Copy out, word for word, the records below from the line that contains "Expected: one point per instance of the front bumper" through the end of the records, with both ends included.

---------- STORED DATA ----------

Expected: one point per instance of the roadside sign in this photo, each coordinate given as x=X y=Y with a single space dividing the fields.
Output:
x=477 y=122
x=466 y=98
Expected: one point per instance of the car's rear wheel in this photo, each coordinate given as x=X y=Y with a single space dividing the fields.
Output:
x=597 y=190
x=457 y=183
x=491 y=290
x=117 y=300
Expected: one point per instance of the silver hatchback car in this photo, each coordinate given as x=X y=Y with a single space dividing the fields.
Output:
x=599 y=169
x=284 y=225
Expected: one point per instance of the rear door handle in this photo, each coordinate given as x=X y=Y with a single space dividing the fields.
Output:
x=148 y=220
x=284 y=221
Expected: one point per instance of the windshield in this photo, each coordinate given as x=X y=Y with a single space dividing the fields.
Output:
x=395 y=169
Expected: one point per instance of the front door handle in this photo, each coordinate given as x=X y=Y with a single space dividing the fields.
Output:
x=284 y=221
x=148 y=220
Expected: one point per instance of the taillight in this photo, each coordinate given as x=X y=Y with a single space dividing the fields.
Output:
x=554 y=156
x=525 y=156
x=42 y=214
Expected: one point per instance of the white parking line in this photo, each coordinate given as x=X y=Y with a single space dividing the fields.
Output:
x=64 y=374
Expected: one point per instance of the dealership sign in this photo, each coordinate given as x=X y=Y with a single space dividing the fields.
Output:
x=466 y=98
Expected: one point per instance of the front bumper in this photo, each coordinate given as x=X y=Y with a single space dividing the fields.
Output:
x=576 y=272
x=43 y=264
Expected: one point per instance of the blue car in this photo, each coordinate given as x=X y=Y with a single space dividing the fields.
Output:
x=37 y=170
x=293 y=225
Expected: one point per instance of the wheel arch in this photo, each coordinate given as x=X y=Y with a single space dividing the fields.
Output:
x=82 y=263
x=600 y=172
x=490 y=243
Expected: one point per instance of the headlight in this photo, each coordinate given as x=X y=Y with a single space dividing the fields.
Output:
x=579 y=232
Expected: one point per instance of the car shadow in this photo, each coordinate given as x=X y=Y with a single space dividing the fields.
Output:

----------

(RESULT FOR THIS TASK)
Expected: one point per instance of the front bumper in this photo, each coordinate given as x=X y=Y with a single space dividing the fields.
Output:
x=576 y=272
x=43 y=264
Expected: one point per instance of the blue car in this photo, each coordinate given as x=X y=Y with a single space dividing the fields.
Output:
x=37 y=170
x=293 y=225
Expected: one point per instance of the wheel arch in this photo, each coordinate given as x=X y=Y with a single space dividing the fields.
Output:
x=82 y=263
x=600 y=172
x=490 y=243
Expected: one point per instance of the headlight in this photo, each coordinate given as x=X y=Y with a single space dividing the fields.
Output:
x=579 y=232
Expected: one point per instance of the car shadow in this photo, each coordinate given as x=X y=Y with a single space dividing the fields.
Output:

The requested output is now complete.